TASK DIRECTIONS:
Within the records below is a range that opens at the line with "formatted as [82,145]." and closes at the line with "formatted as [627,621].". Return that range word for word, both ends included, and only that range.

-------

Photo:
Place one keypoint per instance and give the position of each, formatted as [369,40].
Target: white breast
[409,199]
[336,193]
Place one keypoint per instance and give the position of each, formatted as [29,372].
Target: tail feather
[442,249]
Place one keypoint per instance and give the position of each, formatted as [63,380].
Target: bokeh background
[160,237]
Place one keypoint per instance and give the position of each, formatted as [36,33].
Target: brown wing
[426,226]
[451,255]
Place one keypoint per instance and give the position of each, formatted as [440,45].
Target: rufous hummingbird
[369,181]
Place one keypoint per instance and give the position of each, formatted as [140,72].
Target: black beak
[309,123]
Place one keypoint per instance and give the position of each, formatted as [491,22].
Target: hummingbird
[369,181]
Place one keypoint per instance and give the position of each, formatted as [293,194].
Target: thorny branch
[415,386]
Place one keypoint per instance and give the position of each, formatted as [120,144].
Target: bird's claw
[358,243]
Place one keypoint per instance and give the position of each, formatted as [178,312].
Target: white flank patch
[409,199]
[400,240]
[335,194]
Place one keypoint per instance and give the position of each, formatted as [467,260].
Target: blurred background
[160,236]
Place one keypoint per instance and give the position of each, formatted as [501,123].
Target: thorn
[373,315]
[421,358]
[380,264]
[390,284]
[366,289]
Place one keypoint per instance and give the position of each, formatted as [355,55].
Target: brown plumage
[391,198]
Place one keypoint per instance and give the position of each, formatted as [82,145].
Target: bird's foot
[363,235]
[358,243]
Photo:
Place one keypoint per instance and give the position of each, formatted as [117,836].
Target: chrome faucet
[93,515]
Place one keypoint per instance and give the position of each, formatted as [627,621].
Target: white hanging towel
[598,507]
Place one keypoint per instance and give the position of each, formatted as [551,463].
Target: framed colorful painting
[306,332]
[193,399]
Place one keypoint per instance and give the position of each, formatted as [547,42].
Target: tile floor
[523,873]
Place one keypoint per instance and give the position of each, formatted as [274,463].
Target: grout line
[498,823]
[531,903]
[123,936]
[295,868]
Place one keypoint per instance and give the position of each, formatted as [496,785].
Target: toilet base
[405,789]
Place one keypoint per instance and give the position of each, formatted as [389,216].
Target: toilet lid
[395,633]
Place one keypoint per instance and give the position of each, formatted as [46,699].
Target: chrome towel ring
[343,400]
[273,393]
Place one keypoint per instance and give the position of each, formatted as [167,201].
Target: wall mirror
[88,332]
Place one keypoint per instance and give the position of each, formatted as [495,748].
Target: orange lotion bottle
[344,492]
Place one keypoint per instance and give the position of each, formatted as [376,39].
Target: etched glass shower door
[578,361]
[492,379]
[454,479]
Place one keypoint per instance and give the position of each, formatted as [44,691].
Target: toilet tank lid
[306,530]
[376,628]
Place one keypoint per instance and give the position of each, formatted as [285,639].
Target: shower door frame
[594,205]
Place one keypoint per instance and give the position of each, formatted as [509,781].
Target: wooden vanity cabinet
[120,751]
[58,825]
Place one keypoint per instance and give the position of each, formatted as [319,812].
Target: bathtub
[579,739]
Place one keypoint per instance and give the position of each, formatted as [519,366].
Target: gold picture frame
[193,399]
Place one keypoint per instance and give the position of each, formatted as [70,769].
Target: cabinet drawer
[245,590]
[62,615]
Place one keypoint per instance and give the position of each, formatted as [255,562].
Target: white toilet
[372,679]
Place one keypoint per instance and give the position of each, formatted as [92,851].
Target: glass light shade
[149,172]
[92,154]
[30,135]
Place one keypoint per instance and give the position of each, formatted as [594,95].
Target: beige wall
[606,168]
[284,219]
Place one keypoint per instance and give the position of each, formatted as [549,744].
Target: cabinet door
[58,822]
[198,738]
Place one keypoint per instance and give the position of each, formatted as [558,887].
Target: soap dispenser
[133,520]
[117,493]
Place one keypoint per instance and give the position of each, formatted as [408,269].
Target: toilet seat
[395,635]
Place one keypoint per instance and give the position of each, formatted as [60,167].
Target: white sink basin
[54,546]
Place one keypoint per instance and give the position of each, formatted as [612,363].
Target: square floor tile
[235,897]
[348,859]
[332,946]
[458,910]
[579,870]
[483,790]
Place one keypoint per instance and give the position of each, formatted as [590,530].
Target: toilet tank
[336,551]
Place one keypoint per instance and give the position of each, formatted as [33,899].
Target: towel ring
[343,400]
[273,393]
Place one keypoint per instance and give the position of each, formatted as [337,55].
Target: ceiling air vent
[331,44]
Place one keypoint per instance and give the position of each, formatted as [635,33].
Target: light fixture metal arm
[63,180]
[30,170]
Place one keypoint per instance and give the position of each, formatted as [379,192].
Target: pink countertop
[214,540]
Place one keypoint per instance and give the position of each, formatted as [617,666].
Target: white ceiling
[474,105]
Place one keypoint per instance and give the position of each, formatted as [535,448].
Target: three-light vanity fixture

-------

SOLUTION:
Place one keypoint per instance and give the position of each, formatted as [82,145].
Target: bird's foot
[363,235]
[358,243]
Photo:
Place one keypoint per instance and give the position of each, formatted as [117,836].
Target: chrome faucet
[93,515]
Place one keypoint per instance and give the position of each, formatted as [627,621].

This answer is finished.